> [Exercise text]
This essay has been the first essay I've read in a long time that gave me some truly novel insights and I want to thank you for it. Thank you for writing this. It brought me back to the old internet back when we could still discuss interesting ideas in depth.

I have a few random thoughts I want to share that are prompted by this article. It's a long article and my thoughts might be a little jumbled but y'all can take them or leave them as you see fit.

First, because it's freshest on my mind, a simple note about you mentioning that the arson data for San Francisco seems weird. I moved away years ago, I don't know if it's still like this. But when I lived in San Francisco it became clear to me, paying close attention to local happenings and reading between some lines, that a significant fraction of arson in San Francisco is political in nature. I'm talking things like "the fancy luxury condo development mysteriously burned down overnight" kind of things. I suspected this for a while, but became convinced during a random conversation with my at-the-time girlfriend's mom. Her mom was a radical activist from the 80s and she once flippantly said "the protestors these days have no balls. Back in the 80s, when we were fighting gentrification, we burned things down". The casual and confident way she said this made me believe that she was serious. I have no idea to what extent this would skew the arson numbers for San Francisco, but if San Francisco is an outlier relative to other cities on that metric, this might explain that

Second, speaking of ex-girlfriends' mothers, I had a different ex-girlfriend whose parents were both US Federal employees in northern Virginia. I never quite had the vocabulary to describe exactly what I thought their character flaws were, but you have hit the nail perfectly on the head with this essay. In short (and I hope this is a charitable and accurate summary of one of your points): her mother was exactly the kind of TDTPT bureaucrat who has completely and totally subjugated her personal will to the incentive framework of her superiors, and who has internalized the "de-escalate conflict over all else" framing you laid out above, including the sort of condescending pity of "they're just like that".

This is something that I have struggled to understand for a long time. Like, I can fully and totally understand the priority placed on non-violent de-escalation, walking away from conflicts, etc. As a very non-aggressive man, that is what I usually do, and it makes sense to me. But what I have never been able to understand or make my peace with, is why a pass is given to some people to break these norms. Why it seems, for instance, that the property criminals in San Francisco can get away with break-ins, muggings, and thefts, and the people like my ex's mom will blame the victim for not securing their car, but if _I_ were to break in and mug them, they'd use the full weight of the state's violence to destroy my life without a second thought.

[Stored items from a collection]
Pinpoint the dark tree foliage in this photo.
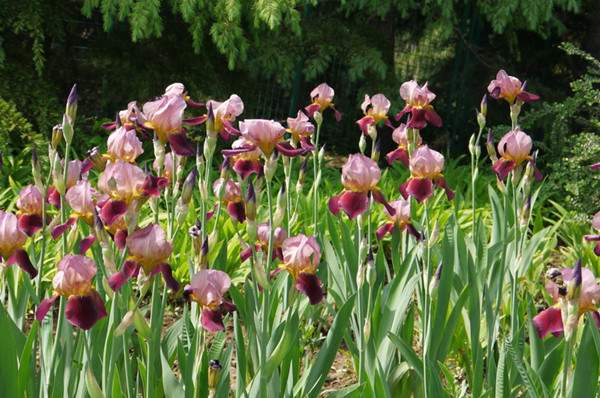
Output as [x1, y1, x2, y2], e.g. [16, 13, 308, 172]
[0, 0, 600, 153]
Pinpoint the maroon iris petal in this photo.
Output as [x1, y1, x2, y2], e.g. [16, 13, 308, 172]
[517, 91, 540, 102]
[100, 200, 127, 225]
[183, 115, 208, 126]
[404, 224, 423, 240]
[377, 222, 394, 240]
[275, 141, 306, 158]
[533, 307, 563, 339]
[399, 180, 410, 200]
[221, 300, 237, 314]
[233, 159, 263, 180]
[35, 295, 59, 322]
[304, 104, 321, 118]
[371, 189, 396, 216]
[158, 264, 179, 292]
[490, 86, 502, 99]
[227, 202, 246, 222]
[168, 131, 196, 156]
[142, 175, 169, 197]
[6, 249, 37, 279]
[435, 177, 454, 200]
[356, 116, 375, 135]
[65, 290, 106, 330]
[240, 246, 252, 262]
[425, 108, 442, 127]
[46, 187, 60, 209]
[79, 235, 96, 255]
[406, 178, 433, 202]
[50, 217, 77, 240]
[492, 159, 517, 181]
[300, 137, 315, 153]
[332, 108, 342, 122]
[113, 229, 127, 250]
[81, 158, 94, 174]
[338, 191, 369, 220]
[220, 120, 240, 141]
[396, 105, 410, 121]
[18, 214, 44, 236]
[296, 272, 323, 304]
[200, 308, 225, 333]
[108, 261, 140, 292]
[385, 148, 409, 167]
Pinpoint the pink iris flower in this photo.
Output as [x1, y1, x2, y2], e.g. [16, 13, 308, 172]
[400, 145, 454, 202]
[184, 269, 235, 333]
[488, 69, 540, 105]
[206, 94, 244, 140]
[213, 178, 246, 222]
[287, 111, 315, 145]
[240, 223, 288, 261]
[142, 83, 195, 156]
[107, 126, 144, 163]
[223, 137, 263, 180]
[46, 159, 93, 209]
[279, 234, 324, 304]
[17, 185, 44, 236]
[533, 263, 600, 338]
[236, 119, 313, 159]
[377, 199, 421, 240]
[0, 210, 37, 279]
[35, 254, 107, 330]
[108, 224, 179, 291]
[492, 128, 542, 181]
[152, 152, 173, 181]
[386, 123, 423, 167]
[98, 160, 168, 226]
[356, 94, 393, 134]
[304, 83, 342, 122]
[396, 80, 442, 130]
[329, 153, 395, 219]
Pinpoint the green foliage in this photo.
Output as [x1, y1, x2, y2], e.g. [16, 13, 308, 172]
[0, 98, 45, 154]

> [Work task A]
List every kind of crime the comment about the essay mentions by name.
> [Work task B]
Answer these from the comment about the essay, one line each:
(i) In which decade was the at-the-time girlfriend's mother a radical activist?
(ii) What jobs did the other ex-girlfriend's parents hold, and where?
(iii) What does the writer say they usually do in conflicts?
> [Work task C]
Proceed with the comment about the essay from the point where it stops.

> [Answer A]
arson, break-ins, muggings, thefts

> [Answer B]
(i) The 80s.
(ii) Both were US Federal employees in northern Virginia.
(iii) Non-violent de-escalation and walking away from conflicts.

> [Answer C]
It's especially baffling to me, because one of the conventional culture-war explanations for this is essentially "the people taking this condescending, victim-blaming attitude are so privileged that they can isolate themselves from most of these violent consequences, and so they do not experience the actual harms when they're moralizing". Eg, they live in the suburbs so _their_ cars never get broken into. However, in my experience, this is clearly untrue. The people doing this moralizing in SF, for example, have all been mugged and robbed before, and I don't understand what social or material benefit they get that is so strong that they feel no desire whatsoever to materially improve the safety and quality of life standards of where they live. The best explanation I've been able to come up with is that they've elevated Christian style 'turn-the-other-cheek' almost into a fetish, and they get off on it. This is obviously an uncharitable and unsatisfying explanation.

Finally, my third thought is to observe an intense negative personal reaction to reading much of this essay. At the risk of oversharing, I am (or perhaps was) an extremely high TDTPT person. In fact, in my highschool I was the highest achieving student in the 40 year history of the school. I "did everything right", I "followed the rules", I "made the authority happy". I am not successful in any of the ways you lay out for the elites in this article. I don't have any understanding of why this system, which appears to be tailor-made to elevate people like me, has failed me so hard. But I can tell you, these days, I no longer have any desire to past tests, and I actively snub the noses of authority figures. _That_ dynamic I can explain easily: the system has failed me, and I see no reason to subordinate myself to it when there is no payoff. Still, I struggle greatly with trying to understand how it go to this point.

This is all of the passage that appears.